→ Dataset records:
────────────────
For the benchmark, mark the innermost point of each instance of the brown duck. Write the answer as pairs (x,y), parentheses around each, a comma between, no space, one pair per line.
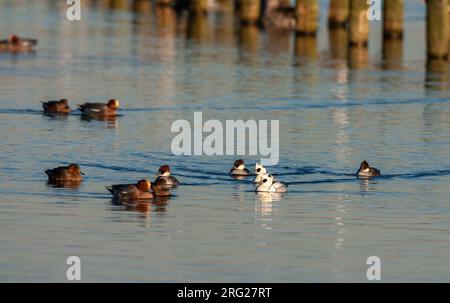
(56,107)
(16,44)
(130,192)
(100,109)
(65,173)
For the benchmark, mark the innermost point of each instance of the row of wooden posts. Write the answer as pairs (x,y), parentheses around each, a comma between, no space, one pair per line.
(351,14)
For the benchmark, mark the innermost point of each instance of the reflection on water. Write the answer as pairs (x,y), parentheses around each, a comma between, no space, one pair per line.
(336,106)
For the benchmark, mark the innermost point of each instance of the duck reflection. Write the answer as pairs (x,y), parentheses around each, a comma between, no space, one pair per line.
(110,121)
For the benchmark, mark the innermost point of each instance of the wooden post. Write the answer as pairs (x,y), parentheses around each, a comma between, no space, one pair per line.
(307,12)
(198,7)
(358,23)
(338,13)
(392,19)
(250,11)
(437,29)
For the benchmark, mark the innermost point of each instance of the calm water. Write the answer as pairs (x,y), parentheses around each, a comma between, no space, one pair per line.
(333,114)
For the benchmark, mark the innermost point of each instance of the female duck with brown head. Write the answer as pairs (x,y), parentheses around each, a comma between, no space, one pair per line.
(100,109)
(65,173)
(16,44)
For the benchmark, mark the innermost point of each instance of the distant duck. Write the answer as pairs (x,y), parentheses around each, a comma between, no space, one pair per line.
(259,171)
(100,109)
(239,169)
(56,107)
(160,187)
(164,174)
(366,171)
(16,44)
(279,15)
(65,173)
(131,192)
(268,184)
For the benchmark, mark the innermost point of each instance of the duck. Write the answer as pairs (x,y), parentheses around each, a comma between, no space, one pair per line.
(164,174)
(365,170)
(259,171)
(161,188)
(72,172)
(16,44)
(127,192)
(279,15)
(268,184)
(239,169)
(56,107)
(100,109)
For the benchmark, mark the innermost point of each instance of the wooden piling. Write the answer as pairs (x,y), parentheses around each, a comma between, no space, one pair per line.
(307,12)
(437,29)
(199,7)
(393,19)
(250,11)
(358,26)
(338,13)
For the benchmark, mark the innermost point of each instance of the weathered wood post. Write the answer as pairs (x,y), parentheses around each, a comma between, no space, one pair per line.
(338,13)
(199,7)
(307,12)
(250,11)
(393,19)
(358,23)
(437,28)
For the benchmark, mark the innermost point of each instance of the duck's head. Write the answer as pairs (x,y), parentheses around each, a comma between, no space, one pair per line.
(259,169)
(164,170)
(239,164)
(74,168)
(364,165)
(14,39)
(267,179)
(113,104)
(144,185)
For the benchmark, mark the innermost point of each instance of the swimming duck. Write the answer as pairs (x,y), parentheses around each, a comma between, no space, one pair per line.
(16,44)
(259,171)
(279,15)
(164,174)
(160,187)
(100,109)
(56,107)
(65,173)
(239,169)
(366,171)
(140,190)
(268,184)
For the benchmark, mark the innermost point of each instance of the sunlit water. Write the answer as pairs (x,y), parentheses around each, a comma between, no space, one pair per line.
(333,114)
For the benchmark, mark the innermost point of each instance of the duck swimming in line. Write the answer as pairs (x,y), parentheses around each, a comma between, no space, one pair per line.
(164,174)
(56,107)
(16,44)
(259,171)
(268,184)
(131,192)
(239,169)
(65,173)
(366,171)
(100,109)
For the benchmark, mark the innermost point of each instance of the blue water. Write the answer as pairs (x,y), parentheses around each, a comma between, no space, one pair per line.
(333,114)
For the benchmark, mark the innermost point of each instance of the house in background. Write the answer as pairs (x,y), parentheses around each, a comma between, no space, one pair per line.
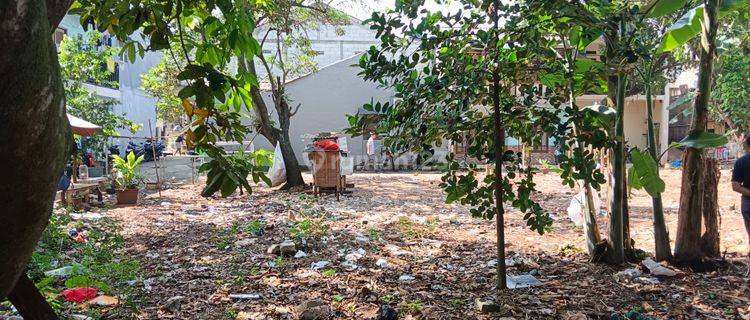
(327,96)
(133,102)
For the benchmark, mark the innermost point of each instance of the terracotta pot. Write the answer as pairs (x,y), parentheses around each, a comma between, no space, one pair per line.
(127,196)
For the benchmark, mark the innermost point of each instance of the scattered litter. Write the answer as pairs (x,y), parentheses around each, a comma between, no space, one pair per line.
(647,280)
(105,301)
(147,284)
(657,269)
(319,265)
(79,294)
(314,309)
(349,265)
(522,281)
(382,263)
(287,248)
(627,275)
(493,263)
(245,242)
(244,296)
(406,278)
(173,304)
(60,272)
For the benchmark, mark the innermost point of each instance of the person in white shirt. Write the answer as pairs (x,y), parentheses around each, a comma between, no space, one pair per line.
(374,150)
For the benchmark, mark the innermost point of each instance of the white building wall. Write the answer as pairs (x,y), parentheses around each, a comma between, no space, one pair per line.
(135,104)
(331,45)
(327,96)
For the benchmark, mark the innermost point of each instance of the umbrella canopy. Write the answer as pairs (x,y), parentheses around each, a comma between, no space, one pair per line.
(82,127)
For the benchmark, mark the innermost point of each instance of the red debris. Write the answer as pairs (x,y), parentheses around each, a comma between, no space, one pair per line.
(79,294)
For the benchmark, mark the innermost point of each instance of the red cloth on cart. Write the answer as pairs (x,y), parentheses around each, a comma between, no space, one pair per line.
(327,145)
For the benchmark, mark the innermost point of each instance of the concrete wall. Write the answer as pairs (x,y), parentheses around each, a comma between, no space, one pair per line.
(332,45)
(327,96)
(635,119)
(134,102)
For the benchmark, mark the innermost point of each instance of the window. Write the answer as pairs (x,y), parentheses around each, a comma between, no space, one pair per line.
(58,36)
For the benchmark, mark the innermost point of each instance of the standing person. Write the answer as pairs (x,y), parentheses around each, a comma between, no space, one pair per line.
(374,148)
(741,183)
(178,144)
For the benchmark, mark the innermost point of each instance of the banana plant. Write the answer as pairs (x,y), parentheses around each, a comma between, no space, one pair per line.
(128,170)
(700,20)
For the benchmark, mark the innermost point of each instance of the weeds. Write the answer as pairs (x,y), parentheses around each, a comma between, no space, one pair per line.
(412,230)
(410,307)
(309,228)
(96,263)
(254,227)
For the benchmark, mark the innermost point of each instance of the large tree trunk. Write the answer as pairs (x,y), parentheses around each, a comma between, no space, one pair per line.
(499,144)
(661,235)
(29,301)
(688,248)
(616,224)
(35,131)
(293,171)
(710,241)
(268,129)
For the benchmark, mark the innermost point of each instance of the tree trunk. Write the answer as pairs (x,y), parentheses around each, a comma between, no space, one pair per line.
(661,234)
(616,224)
(688,247)
(589,221)
(293,171)
(266,126)
(29,302)
(710,241)
(35,131)
(499,133)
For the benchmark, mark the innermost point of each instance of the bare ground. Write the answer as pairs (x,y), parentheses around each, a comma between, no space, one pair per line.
(187,247)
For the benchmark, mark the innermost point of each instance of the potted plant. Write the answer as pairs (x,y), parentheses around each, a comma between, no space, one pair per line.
(127,178)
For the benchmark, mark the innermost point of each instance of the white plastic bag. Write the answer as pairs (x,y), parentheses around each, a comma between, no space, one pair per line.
(277,171)
(578,205)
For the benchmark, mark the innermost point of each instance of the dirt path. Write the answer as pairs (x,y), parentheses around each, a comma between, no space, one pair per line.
(438,257)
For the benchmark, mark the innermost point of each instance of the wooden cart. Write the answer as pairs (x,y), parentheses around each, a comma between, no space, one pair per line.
(326,168)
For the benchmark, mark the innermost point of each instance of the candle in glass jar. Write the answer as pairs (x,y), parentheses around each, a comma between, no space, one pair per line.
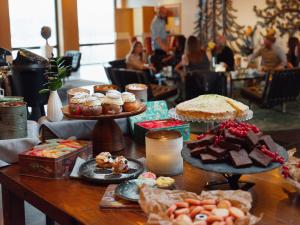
────────────────
→ Aim of the exercise:
Find every line in the records that contains the word "trunk" and copy each one out in full. Treat uppercase and lowercase as different.

→ Written solution:
For the benchmark, mark the innermost point of each instance of the large tree trunk. Write the answer as pairs (x,y), parentheses around each, a comma between, no space, one pair per line.
For the benchmark, mark the innermost point of each instance of the tree trunk. Write the answer as pairs (x,y), parentheses around each, a comma between, no space, one pair per line.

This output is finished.